» STATED TASK: Render the part of the items that opens with the line containing "Question: What bounding box encloses the player's hand" and closes with the line containing "247;20;311;99" as a Markdown table with the columns Row and Line. Give each line its row number, leave out blank lines, and include nothing outside that part.

Recorded data:
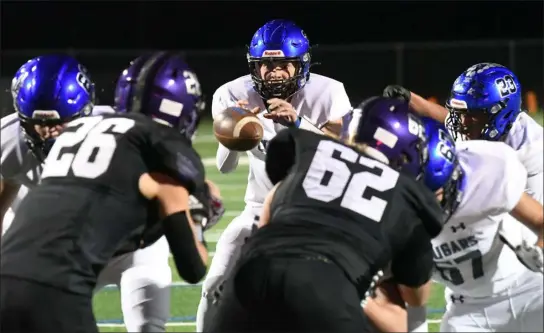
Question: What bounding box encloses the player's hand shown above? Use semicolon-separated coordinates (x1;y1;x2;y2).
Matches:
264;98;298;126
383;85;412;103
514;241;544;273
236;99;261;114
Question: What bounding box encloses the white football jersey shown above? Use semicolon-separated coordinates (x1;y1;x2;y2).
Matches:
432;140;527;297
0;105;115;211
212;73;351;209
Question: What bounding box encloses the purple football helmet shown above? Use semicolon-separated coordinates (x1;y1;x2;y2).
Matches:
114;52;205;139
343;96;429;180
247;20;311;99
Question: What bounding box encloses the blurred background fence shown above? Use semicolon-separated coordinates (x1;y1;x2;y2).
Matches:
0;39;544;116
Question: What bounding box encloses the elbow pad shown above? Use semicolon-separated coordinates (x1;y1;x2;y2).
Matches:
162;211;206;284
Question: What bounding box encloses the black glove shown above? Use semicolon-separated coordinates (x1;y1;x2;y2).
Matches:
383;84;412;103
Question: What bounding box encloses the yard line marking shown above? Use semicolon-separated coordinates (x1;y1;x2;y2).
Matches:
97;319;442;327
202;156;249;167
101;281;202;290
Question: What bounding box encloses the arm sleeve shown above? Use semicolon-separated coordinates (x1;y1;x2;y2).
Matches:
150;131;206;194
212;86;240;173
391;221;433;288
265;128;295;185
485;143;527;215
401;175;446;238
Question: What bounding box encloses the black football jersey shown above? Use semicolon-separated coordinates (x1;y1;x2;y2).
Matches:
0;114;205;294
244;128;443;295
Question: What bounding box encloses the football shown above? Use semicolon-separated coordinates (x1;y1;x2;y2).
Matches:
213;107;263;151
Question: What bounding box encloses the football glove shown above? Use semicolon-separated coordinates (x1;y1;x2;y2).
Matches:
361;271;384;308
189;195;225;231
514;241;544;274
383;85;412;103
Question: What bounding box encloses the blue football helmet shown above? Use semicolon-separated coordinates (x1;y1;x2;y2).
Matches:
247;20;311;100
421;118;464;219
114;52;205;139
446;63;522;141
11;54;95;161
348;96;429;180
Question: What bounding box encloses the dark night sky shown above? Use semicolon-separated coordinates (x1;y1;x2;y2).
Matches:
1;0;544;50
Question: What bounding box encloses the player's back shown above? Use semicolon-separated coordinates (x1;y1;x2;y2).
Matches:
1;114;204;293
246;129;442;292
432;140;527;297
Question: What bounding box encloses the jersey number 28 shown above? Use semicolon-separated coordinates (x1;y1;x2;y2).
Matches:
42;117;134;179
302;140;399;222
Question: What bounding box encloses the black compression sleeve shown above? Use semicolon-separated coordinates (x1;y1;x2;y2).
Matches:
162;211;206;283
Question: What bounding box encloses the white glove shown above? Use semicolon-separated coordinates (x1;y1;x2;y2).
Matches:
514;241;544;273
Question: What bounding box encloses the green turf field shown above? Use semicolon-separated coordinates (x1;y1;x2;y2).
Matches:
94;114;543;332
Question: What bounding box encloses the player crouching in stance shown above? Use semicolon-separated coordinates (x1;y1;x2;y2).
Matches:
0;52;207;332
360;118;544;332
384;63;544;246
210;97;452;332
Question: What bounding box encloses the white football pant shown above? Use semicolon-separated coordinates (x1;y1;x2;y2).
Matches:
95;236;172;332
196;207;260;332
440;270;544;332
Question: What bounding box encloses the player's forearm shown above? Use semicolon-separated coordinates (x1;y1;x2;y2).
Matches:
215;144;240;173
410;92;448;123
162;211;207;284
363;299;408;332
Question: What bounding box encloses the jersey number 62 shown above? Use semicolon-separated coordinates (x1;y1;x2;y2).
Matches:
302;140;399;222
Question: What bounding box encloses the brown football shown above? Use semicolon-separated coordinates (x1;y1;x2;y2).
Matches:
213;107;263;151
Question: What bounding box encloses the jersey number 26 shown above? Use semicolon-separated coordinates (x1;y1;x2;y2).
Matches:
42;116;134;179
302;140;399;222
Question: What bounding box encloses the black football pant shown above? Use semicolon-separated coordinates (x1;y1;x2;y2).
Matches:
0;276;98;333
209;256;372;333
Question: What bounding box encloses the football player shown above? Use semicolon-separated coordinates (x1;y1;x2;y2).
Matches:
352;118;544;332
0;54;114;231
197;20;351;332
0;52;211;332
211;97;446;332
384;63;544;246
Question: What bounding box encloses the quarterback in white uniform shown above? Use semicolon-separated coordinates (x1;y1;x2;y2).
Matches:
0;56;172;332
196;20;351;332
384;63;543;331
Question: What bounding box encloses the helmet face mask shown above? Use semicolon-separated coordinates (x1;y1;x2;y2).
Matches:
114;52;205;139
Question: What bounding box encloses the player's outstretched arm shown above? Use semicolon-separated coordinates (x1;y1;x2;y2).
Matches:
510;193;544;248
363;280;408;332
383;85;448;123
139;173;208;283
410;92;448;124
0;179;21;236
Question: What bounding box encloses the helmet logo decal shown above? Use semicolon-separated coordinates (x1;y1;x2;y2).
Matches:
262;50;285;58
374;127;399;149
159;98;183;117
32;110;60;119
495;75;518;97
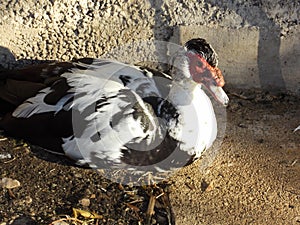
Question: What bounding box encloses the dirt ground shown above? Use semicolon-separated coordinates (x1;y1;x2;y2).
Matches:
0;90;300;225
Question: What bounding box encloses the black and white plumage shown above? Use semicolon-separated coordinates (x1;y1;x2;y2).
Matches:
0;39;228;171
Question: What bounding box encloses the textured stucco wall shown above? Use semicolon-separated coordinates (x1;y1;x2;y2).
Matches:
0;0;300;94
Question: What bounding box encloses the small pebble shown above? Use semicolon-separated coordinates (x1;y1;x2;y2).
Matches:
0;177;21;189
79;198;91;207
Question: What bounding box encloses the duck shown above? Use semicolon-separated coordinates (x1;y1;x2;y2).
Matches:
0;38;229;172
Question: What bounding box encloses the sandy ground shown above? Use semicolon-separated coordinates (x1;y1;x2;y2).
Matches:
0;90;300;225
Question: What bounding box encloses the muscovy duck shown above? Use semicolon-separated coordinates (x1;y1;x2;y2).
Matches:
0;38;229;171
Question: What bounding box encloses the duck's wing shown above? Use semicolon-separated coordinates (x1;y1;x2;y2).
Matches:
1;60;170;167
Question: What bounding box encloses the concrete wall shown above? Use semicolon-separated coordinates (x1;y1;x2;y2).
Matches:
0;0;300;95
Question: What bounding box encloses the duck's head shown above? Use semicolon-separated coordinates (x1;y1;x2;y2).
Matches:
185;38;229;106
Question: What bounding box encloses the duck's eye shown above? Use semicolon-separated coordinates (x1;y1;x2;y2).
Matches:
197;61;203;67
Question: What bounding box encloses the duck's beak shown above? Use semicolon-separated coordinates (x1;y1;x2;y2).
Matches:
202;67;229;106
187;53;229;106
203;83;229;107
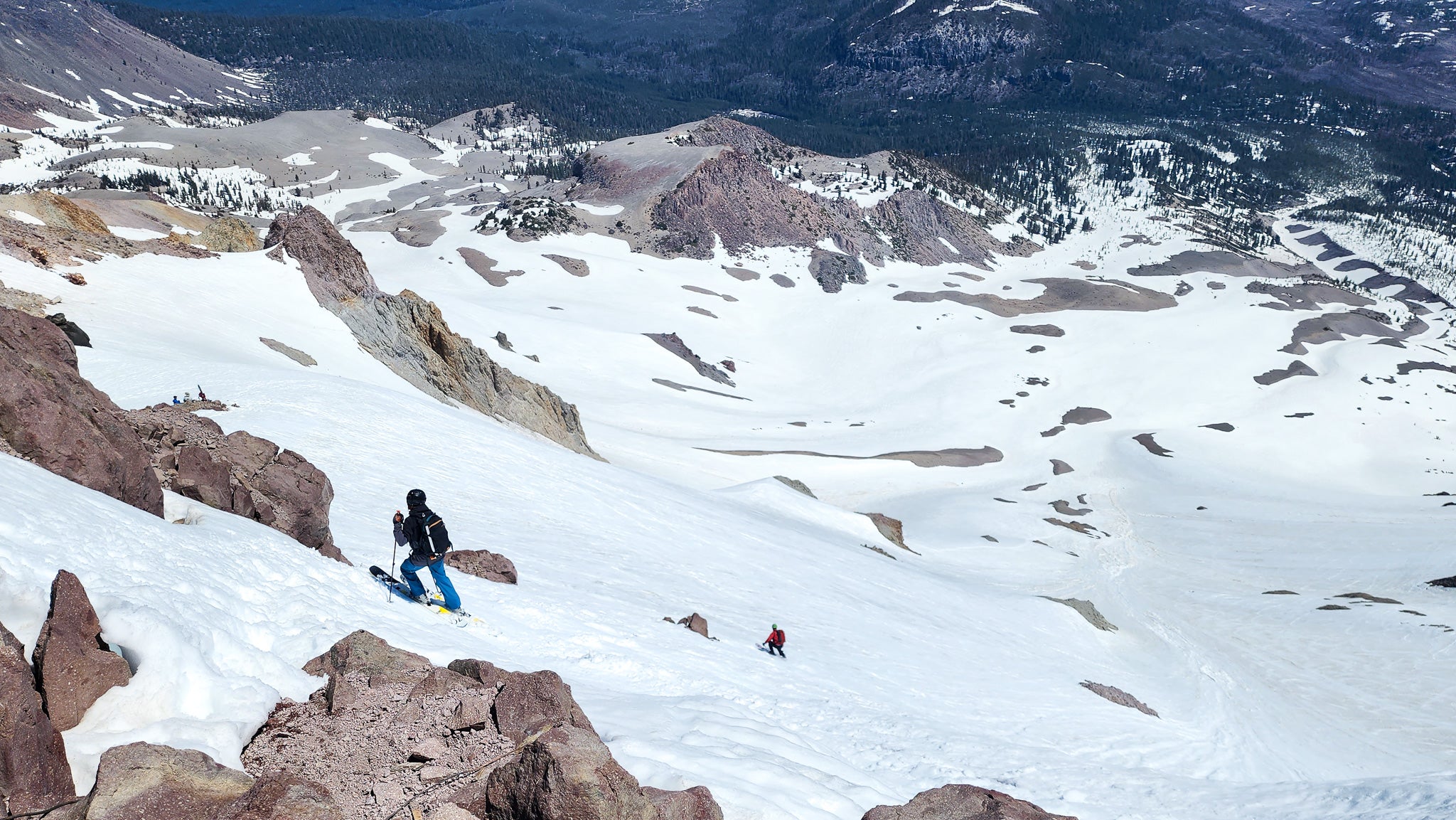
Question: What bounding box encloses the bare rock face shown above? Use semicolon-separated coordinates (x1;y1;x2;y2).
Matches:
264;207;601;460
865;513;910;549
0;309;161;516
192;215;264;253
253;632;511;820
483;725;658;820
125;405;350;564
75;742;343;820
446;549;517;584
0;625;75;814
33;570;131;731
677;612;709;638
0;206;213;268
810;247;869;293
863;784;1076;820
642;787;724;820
* * *
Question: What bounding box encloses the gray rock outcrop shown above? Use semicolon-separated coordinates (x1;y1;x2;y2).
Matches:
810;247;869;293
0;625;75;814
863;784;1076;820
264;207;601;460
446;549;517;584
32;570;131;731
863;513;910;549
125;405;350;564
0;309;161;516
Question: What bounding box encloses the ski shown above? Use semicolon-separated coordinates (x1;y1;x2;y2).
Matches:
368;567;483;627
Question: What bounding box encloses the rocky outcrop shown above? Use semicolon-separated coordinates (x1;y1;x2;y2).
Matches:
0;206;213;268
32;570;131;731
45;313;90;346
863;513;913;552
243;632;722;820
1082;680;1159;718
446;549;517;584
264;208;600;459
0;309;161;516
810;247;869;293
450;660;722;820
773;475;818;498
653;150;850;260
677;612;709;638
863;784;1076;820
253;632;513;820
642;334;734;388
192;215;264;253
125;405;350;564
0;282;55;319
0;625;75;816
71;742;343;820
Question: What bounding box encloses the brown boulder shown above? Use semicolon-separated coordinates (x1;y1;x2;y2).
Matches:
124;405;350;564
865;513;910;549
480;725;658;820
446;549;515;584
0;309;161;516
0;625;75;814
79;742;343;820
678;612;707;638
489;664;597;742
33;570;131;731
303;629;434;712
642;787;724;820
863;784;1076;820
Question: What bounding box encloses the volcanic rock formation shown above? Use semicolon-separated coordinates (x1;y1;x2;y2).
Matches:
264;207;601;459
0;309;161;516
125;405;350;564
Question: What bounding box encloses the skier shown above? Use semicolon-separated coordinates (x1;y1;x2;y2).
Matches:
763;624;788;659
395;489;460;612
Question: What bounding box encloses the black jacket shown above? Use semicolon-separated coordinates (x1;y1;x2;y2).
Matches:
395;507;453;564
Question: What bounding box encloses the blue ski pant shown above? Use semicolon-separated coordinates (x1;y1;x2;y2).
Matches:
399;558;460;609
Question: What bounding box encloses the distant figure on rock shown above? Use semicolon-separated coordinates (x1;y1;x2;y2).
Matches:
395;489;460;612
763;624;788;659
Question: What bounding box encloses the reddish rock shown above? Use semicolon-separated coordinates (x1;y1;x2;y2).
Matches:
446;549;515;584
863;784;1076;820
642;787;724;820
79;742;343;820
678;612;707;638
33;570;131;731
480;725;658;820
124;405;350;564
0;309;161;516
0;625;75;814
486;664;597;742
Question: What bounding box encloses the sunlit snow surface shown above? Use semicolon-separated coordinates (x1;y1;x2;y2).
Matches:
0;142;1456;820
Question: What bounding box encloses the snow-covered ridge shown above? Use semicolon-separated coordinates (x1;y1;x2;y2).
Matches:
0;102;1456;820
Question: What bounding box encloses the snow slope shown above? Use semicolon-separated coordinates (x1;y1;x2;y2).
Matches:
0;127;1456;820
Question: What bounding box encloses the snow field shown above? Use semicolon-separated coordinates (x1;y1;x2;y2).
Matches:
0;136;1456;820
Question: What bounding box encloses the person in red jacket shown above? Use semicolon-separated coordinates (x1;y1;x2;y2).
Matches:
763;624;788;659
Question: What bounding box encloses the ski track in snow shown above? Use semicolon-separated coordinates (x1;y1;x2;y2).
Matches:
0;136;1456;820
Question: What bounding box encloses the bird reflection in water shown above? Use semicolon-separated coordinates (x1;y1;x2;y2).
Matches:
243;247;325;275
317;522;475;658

» RESULT OF THIS TASK:
| Row | Line |
|---|---|
| 1 | Question: What bounding box encloses the player's hand shown above? Use semicolon-separated coordinates (x1;y1;x2;y2). |
| 2 | Matches: |
| 3 | 264;98;298;126 |
| 4 | 383;85;412;103 |
| 5 | 514;241;544;273 |
| 6 | 236;99;261;114 |
| 7 | Question: What bounding box encloses the white football jersey shown above? Use semicolon-separated coordinates (x1;y1;x2;y2). |
| 8 | Matches: |
| 9 | 432;140;527;297 |
| 10 | 0;105;115;211 |
| 11 | 212;73;351;209 |
| 12 | Question: What bounding box encloses the purple football helmet shown above? Use semicolon-separated coordinates (x1;y1;x2;y2). |
| 13 | Matches: |
| 14 | 114;52;205;139 |
| 15 | 343;96;429;180 |
| 16 | 247;20;311;99 |